SHORT PROBLEM
Format the following lines as a numbered list, leaving out any blank lines.

____ MATERIALS PROVIDED

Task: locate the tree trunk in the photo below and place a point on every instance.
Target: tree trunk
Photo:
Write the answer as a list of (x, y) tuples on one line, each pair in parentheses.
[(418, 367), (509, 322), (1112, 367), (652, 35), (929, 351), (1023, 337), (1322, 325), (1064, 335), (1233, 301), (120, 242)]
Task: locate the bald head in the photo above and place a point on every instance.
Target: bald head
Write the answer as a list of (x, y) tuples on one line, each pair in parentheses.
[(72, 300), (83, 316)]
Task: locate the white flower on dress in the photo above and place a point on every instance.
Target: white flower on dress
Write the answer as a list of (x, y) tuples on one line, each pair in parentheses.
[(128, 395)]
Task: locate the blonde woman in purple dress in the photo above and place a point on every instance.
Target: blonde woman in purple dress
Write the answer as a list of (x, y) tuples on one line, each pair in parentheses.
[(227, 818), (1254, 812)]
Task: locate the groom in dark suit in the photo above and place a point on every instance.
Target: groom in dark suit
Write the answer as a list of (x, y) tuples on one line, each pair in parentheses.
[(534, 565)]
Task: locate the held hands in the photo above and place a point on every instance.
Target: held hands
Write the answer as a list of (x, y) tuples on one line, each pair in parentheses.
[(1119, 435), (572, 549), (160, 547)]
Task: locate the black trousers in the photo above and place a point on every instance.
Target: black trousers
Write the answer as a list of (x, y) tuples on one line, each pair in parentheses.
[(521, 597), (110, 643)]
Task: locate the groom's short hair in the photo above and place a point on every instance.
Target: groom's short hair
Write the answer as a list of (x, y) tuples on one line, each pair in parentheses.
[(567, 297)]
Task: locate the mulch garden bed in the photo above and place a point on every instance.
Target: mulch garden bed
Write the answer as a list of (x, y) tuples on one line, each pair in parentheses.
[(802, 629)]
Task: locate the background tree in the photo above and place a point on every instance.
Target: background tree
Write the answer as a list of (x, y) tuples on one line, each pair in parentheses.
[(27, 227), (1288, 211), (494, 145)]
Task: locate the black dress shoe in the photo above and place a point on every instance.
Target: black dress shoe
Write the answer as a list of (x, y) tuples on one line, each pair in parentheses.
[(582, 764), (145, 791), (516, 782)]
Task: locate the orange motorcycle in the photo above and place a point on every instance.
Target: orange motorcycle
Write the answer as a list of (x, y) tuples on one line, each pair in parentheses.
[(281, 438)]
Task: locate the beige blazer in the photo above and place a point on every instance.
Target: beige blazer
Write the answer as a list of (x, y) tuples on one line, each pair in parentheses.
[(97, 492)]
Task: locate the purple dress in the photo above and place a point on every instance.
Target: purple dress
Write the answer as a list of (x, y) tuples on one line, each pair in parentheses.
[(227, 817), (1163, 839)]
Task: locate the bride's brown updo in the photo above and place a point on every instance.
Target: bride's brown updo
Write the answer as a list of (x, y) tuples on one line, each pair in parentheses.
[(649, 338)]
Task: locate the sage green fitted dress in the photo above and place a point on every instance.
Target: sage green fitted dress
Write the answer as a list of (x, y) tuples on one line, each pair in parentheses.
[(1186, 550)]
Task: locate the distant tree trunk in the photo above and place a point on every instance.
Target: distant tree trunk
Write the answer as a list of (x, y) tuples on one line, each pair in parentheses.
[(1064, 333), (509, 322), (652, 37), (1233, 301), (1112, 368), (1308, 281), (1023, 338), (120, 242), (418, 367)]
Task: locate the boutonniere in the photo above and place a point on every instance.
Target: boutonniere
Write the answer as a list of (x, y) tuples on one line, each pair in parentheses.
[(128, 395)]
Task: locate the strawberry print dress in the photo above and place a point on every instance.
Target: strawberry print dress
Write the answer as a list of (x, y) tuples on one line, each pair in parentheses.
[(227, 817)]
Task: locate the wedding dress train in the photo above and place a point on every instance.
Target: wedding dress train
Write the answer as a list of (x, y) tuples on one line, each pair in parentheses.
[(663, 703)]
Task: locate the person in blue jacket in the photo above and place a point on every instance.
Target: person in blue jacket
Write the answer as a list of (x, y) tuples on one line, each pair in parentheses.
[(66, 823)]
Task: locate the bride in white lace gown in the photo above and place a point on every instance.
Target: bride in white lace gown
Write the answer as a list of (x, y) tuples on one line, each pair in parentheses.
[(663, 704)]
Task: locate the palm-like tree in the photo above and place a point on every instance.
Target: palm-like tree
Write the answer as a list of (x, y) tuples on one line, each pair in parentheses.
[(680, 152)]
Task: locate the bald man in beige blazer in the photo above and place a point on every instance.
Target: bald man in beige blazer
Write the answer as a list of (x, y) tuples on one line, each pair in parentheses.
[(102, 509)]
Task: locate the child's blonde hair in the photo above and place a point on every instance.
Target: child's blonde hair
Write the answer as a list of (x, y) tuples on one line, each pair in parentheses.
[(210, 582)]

________

SOLUTION TO THIS TASK
1. Task: locate the tree trunk in the photo below and place a point on every instance.
2. Target: tree trunk
3. Photo:
4. Write the answer as a list of (x, y) tuples on one line, each pair in parentheses.
5. [(418, 367), (509, 322), (1112, 367), (652, 35), (929, 351), (1023, 337), (1322, 325), (1064, 335), (1233, 301), (120, 242)]
6. Task: locate the bald head in the photo above and place a point on every instance.
7. Target: bald head
8. Write the answer as a list of (x, y) tuples on one line, each pair in parentheses.
9. [(72, 300), (83, 316)]
10. Task: locate the white flower on dress in the photo above and place a point on every instance.
11. Target: white flower on dress
12. Write the answer as a list of (x, y) tuples on one line, each pair in parentheses.
13. [(128, 395)]
14. Task: locate the blonde woman in purple dress in the photo above and place a point on every instance.
15. Target: blonde woman in purple dress
16. Write the answer as a list of (x, y) tuples on one line, each pair in parentheses.
17. [(227, 818), (1254, 812)]
18. Task: locate the groom in dark suit in the photo above and place a point on every instance.
19. Target: groom in dark suit
20. Write the answer as a list of (x, y) tuples on one line, each pair in parentheses.
21. [(534, 565)]
22. Task: locate the held hands in the photo above and place a point on every instance.
23. Target: held hands
24. Write the answer as a list of (x, y) tuples on one line, each pair in parentheses.
25. [(1119, 435), (572, 549), (160, 547)]
26. Task: locate the black trousers in the photo above and place a point on every instance.
27. Target: black trousers
28. Write the answer as a list of (x, y) tuples on one line, each pair in parentheses.
29. [(521, 597), (110, 643)]
30. Task: locate the groom's short hair in the photo above and place a point on every instance.
31. Target: groom's short hair
32. Write the answer as a list of (x, y) tuples on one line, each pair in parentheses.
33. [(567, 297)]
34. Task: locate the mulch garden bed in the photo above and place a point on every instance.
35. Target: mulch garden bed
36. Write the answer as a list of (x, y) tuples on one line, each pair in parentheses.
37. [(802, 629)]
38. Task: locate the background tree in the photo above and place a point on every instance.
39. Target: background tree
40. Write the answer as a list of (x, y) tuples on one line, each pair in parentheses.
41. [(27, 227), (1288, 211), (494, 145)]
42. Task: locate the black dress shoe in the photo above and place a point on every instance.
43. Target: black dress shoe
44. Write the answer as a list of (x, y) tuples on one line, each pair in parentheses.
45. [(582, 764), (145, 791), (516, 782)]
46. Task: locate the orange motorcycle in the photo above and place a point on every instance.
47. Target: orange motorcycle
48. Write the answer as a list of (x, y) tuples on one line, each pair in parentheses.
49. [(281, 438)]
50. Task: locate the beige blazer in the photo above and place a point on every instance.
51. Target: beige blazer
52. Write the answer as a list of (x, y) tuples on one line, each pair in parentheses.
53. [(97, 492)]
54. Task: locate the purple dress in the photo above and place a point on every instance.
55. Target: purple dress
56. Write the answer as a list of (x, y) tuples on one line, each pair in parentheses.
57. [(227, 817), (1163, 839)]
58. Task: locate the bride's brown updo in the photo above and place a point on every instance.
59. Target: bride's brown updo
60. Write the answer as a list of (x, y) tuples on one line, each pair in parentheses.
61. [(649, 338)]
62. Task: locate the sage green fitted dress in the photo above and place a point on every instance.
63. Target: sage green fitted dress
64. Write the answer as a list of (x, y) tuples on one line, each pair in parentheses.
65. [(1186, 550)]
66. Task: locate the distant tree trunk in the photo above and place a point on every instance.
67. Target: distant tree trunk
68. Write the answer as a list of (x, y) tuples on one line, each pair in parentheses.
69. [(1064, 333), (509, 322), (652, 37), (1233, 301), (1112, 368), (1308, 281), (1023, 338), (120, 242), (418, 367)]
70. Task: locate the boutonniere in the photo above and place a point on every instance.
71. Target: boutonniere
72. Write the answer as a list of (x, y) tuples on one line, each pair in parentheses.
73. [(128, 395)]
74. Task: locate the strawberry print dress in the photo above and place a point on every instance.
75. Target: strawberry print dress
76. Write the answer as a list of (x, y) tuples on one line, each pair in parentheses.
77. [(227, 817)]
78. Task: locate the wedding dress train in the photo above and place a point on every instance.
79. Target: wedding dress train
80. Write the answer as a list of (x, y) tuples on one line, each pair in parentheses.
81. [(663, 703)]
82. Task: locate the person in blue jacket in the photo above and place a point on every instance.
83. Target: person in blue jacket
84. Write the answer as a list of (x, y) tuples on one line, each pair in parentheses.
85. [(66, 823)]
86. Task: locate the bride in white lace gown in the photo above and place a point on every instance.
87. Target: bride in white lace gown
88. Write the answer as a list of (x, y) tuples on one line, each pair in parentheses.
89. [(663, 704)]
90. Task: locate the palm-like tree in the photo above and place a point on every instance.
91. Target: palm-like tree
92. Write the answer as a list of (x, y) tuples on one line, each pair in parentheses.
93. [(680, 152)]
94. Task: locate the bald man in beige blazer in the photo above and place a point on every instance.
95. Target: bald man in beige blazer
96. Write the answer as a list of (x, y) tuples on one line, each pair in parentheses.
97. [(102, 509)]
98. Task: locate the child's blonde hair in the photo above and place a point on every instance.
99. Target: child's blonde hair
100. Write the answer as a list of (x, y) tuples on one line, each pair in parentheses.
101. [(210, 582)]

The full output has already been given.